-- Begin Data records --
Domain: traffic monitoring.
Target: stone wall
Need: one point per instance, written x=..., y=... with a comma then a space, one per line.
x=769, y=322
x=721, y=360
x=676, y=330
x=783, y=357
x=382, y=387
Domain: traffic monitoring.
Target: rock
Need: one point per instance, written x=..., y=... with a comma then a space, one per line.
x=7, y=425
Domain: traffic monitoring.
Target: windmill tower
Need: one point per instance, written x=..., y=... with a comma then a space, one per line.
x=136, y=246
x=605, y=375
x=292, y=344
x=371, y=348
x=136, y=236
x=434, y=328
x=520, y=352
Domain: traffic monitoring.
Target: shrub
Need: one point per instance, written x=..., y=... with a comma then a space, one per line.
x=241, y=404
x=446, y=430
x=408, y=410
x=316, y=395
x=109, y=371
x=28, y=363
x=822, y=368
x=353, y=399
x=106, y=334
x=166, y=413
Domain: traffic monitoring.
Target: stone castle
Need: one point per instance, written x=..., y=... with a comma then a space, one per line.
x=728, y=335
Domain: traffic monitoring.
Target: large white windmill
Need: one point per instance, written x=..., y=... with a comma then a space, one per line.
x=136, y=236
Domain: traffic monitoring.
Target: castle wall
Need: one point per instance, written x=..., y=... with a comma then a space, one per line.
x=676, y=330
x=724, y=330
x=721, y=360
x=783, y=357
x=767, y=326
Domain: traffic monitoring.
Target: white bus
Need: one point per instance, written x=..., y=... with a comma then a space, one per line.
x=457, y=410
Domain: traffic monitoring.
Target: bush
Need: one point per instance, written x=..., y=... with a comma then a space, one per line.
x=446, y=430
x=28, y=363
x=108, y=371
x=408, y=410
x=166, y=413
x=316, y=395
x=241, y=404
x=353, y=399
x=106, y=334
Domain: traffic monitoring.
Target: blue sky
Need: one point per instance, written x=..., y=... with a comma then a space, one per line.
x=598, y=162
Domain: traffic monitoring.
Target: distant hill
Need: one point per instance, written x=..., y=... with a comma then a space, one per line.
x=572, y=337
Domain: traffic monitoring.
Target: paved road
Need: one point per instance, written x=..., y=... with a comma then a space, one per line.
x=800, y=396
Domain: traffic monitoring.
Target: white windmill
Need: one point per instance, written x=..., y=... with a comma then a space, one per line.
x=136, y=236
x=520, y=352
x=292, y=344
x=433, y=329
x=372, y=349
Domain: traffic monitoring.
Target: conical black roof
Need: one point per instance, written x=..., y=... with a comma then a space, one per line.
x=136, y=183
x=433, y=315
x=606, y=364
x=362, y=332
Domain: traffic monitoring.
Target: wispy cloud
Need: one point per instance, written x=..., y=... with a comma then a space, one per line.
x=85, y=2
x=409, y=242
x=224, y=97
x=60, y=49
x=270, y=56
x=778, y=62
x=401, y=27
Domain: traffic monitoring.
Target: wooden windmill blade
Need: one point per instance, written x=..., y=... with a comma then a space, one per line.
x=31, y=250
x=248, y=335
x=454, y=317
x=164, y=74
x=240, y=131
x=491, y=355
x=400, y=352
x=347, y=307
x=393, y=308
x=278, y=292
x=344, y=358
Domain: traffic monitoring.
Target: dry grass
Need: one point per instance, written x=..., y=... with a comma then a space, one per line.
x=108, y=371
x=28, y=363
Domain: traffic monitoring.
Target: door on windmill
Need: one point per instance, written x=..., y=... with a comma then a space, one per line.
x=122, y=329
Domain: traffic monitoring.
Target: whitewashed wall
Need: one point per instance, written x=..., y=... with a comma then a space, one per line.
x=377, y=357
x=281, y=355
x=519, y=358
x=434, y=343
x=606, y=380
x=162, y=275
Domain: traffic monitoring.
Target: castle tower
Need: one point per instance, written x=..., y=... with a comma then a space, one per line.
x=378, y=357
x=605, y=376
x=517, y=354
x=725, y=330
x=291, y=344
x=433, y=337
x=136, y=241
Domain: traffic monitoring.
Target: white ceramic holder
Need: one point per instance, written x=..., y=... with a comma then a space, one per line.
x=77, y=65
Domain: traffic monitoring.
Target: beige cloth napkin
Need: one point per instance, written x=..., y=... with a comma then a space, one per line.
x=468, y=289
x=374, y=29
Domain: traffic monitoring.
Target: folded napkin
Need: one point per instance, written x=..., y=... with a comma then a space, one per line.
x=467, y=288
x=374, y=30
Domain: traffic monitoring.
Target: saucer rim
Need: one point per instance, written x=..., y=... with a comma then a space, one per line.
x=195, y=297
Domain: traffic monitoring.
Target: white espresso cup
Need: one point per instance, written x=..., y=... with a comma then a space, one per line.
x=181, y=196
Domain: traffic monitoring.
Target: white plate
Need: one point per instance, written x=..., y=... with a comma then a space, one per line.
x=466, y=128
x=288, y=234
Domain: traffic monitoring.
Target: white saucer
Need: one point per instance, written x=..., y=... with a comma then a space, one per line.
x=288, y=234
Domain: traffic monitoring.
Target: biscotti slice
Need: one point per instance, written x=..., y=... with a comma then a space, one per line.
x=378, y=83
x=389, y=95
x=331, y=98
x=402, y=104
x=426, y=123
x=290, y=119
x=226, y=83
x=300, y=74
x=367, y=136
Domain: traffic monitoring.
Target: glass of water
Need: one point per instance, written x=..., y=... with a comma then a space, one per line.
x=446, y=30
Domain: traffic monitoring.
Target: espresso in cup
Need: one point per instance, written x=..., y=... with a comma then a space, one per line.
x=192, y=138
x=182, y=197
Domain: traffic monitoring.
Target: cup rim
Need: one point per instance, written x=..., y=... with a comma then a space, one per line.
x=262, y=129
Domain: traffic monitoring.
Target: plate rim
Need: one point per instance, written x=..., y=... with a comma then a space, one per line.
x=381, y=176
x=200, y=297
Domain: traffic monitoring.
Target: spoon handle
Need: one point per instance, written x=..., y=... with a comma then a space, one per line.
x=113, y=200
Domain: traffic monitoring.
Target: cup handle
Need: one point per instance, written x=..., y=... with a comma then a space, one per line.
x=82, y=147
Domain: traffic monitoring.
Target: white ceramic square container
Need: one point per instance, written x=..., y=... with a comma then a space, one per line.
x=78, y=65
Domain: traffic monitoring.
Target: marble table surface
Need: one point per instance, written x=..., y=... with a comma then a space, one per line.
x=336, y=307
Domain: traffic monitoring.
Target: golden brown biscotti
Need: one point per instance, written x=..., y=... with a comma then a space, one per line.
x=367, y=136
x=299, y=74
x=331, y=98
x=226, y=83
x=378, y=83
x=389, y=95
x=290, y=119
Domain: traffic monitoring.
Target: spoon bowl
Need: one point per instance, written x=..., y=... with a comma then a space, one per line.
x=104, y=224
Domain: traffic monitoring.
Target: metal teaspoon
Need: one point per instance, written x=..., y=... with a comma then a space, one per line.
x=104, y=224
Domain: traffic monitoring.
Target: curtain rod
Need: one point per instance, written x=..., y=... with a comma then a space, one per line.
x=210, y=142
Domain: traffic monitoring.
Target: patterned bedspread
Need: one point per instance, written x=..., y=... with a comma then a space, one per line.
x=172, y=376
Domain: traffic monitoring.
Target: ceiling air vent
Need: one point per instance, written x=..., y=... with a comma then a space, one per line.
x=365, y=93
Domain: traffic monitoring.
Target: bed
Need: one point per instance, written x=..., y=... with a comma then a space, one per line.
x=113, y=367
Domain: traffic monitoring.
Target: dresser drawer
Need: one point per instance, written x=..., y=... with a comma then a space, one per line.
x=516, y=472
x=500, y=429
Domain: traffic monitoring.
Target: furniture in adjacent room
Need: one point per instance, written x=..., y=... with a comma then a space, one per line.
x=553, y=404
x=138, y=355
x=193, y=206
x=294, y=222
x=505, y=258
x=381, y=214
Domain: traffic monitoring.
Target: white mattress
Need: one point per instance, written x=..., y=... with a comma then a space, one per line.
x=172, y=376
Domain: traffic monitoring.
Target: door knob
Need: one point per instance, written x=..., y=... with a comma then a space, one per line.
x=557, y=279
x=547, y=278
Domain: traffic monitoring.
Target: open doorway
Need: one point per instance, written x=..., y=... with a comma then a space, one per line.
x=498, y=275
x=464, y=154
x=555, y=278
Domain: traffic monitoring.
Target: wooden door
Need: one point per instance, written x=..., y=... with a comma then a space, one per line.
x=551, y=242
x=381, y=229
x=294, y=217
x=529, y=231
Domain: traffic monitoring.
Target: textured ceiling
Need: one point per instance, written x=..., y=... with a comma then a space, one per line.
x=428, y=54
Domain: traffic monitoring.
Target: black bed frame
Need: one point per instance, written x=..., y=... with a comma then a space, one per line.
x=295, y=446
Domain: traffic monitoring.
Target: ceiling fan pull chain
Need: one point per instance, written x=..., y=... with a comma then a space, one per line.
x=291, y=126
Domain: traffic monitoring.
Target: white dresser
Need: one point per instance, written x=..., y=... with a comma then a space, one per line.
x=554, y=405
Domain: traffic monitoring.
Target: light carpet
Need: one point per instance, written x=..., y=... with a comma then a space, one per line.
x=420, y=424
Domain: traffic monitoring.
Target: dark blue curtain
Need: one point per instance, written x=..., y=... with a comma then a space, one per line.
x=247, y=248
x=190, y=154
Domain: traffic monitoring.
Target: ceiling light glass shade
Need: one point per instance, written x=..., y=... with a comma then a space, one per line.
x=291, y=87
-- End Data records --
-- Begin Data records --
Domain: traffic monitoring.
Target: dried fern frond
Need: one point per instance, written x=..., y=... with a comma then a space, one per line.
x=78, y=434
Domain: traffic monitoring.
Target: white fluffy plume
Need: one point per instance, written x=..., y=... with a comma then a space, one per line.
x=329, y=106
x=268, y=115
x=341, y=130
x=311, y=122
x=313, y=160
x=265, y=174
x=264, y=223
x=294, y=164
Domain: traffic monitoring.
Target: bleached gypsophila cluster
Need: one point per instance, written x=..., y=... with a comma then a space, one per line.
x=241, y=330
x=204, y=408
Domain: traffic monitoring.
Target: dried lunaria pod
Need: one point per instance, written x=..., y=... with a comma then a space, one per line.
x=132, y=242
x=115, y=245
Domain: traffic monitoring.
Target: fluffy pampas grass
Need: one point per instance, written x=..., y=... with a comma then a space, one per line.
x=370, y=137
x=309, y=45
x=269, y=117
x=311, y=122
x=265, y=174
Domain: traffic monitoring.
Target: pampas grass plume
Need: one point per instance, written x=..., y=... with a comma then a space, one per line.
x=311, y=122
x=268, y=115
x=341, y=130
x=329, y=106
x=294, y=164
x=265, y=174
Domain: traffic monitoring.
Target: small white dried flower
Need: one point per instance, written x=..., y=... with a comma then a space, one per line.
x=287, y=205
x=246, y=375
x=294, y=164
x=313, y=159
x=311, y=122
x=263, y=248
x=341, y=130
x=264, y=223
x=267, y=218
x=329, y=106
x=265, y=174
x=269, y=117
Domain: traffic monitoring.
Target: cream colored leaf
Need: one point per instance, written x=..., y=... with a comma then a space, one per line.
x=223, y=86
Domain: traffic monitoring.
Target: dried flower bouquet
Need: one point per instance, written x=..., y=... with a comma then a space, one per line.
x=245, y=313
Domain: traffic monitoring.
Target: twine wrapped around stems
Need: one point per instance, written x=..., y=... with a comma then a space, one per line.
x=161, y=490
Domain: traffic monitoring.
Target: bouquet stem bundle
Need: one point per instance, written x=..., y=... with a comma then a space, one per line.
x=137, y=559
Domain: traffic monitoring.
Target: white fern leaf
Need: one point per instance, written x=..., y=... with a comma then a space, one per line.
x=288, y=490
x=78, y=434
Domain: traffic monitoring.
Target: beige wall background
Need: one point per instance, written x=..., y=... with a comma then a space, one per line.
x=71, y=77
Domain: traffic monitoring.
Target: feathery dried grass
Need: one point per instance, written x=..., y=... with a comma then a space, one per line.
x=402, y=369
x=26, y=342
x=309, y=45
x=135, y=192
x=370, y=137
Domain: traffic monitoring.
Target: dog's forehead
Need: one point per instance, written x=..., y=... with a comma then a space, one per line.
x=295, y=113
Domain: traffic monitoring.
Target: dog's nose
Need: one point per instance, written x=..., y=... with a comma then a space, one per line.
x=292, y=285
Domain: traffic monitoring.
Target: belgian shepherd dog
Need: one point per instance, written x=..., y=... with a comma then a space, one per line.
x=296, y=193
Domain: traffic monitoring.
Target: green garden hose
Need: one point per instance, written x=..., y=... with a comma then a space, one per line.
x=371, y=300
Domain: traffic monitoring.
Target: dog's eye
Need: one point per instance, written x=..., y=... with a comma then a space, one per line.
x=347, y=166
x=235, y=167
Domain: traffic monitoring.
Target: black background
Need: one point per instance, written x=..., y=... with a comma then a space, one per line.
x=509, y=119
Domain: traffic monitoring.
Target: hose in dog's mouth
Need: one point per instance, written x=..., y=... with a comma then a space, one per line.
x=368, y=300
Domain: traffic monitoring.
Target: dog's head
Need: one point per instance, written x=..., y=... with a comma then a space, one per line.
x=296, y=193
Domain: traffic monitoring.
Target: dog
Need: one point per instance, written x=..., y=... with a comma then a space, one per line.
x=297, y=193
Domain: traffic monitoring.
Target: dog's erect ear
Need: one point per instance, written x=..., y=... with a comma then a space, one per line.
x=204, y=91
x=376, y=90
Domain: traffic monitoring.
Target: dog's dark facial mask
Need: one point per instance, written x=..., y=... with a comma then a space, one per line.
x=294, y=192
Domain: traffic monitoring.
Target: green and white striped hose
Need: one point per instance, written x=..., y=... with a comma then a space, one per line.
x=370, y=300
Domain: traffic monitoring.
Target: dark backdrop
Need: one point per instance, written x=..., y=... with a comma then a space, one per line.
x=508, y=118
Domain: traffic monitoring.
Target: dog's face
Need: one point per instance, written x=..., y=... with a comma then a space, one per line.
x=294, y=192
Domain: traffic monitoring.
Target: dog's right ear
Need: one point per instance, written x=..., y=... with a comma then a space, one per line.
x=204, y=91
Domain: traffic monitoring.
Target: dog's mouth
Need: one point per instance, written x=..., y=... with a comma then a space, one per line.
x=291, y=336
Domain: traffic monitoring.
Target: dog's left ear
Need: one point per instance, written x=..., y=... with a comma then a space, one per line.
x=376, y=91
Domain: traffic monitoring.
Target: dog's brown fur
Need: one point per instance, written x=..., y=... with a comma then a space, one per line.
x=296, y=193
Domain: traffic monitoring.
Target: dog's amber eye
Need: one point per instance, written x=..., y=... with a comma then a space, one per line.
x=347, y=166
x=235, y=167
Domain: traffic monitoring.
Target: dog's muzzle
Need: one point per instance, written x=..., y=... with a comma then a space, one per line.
-- End Data records --
(Request):
Collect every line of the data above that contains the word "brown".

(Answer below):
Target: golden brown biscotti
Target: dog's brown fur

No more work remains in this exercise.